→ **Assignment**
For this exercise, return exactly the lines of the material below that begin at the one with "point(413, 99)" and stop after the one with "point(156, 307)".

______________________________

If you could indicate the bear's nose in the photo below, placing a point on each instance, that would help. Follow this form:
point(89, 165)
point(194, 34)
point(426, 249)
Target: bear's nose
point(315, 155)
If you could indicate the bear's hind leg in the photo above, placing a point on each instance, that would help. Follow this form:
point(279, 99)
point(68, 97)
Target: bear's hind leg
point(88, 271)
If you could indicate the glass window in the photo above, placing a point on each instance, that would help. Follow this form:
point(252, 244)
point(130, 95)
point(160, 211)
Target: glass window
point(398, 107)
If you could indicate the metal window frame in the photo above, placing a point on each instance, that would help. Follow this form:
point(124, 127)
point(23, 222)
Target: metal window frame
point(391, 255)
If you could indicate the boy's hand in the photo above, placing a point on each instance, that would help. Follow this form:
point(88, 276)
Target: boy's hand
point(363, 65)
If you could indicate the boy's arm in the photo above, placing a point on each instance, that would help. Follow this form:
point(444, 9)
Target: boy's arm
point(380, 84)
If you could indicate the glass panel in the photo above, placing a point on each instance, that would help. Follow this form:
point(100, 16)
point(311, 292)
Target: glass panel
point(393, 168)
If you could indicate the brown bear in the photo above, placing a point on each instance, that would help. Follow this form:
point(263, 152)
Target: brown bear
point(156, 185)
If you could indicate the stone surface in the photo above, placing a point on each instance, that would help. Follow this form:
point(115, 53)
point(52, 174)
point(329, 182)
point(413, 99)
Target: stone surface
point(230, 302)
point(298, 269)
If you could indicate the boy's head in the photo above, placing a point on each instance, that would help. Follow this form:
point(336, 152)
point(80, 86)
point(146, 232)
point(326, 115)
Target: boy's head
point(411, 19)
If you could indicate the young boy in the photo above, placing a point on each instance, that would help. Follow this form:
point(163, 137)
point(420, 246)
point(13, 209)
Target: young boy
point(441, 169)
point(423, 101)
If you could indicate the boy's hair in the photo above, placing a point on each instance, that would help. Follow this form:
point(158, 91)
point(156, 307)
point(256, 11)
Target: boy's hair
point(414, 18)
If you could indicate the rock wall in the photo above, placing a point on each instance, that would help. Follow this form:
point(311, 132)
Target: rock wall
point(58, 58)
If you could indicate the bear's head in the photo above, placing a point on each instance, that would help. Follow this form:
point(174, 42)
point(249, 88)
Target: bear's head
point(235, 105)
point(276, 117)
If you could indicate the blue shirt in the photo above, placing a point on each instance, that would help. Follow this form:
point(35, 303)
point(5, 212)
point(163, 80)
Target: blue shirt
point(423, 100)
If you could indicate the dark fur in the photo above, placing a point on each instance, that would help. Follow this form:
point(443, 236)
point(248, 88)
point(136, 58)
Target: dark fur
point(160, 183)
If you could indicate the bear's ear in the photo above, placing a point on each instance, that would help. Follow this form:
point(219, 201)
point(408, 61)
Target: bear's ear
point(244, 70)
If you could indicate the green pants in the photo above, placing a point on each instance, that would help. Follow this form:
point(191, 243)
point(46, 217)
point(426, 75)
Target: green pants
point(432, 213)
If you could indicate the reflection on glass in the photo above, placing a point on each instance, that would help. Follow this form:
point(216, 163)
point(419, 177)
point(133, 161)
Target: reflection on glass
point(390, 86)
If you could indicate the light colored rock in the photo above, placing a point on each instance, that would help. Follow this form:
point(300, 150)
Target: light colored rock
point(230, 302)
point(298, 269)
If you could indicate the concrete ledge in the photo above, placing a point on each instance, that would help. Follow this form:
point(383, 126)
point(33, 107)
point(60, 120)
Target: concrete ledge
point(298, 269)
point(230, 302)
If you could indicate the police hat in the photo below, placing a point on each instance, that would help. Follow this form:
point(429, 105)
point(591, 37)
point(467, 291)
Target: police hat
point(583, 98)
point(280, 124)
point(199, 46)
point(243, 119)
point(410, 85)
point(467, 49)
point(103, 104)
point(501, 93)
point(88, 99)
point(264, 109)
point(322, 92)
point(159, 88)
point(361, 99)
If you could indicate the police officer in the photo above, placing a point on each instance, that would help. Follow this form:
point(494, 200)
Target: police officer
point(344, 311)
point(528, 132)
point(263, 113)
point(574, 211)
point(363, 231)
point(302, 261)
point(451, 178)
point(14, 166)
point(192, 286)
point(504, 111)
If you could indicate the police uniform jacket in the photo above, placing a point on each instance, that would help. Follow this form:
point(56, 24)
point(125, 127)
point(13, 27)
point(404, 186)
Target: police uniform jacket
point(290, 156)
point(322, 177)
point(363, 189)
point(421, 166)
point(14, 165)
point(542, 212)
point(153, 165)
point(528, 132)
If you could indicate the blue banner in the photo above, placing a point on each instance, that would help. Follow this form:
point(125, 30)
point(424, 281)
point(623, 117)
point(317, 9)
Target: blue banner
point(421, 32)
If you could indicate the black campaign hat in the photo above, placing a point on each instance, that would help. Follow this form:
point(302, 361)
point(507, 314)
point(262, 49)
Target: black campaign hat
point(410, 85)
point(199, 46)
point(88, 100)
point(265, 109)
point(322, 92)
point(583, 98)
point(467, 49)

______________________________

→ **Exercise result**
point(413, 99)
Target: stone surface
point(230, 302)
point(298, 269)
If you could indicate the boy's head in the photo above, placing a point on each instance, that would help. Follow this form:
point(336, 152)
point(80, 86)
point(146, 232)
point(326, 115)
Target: boy's head
point(411, 19)
If you could indicate the young boy in the photo above, placing a point on each instance, that would help. Follow this form:
point(163, 137)
point(420, 246)
point(13, 209)
Target: young boy
point(441, 169)
point(423, 101)
If you could indicate the boy's hair in the photo above, placing a point on each instance, that would help. Follow this form:
point(158, 91)
point(156, 307)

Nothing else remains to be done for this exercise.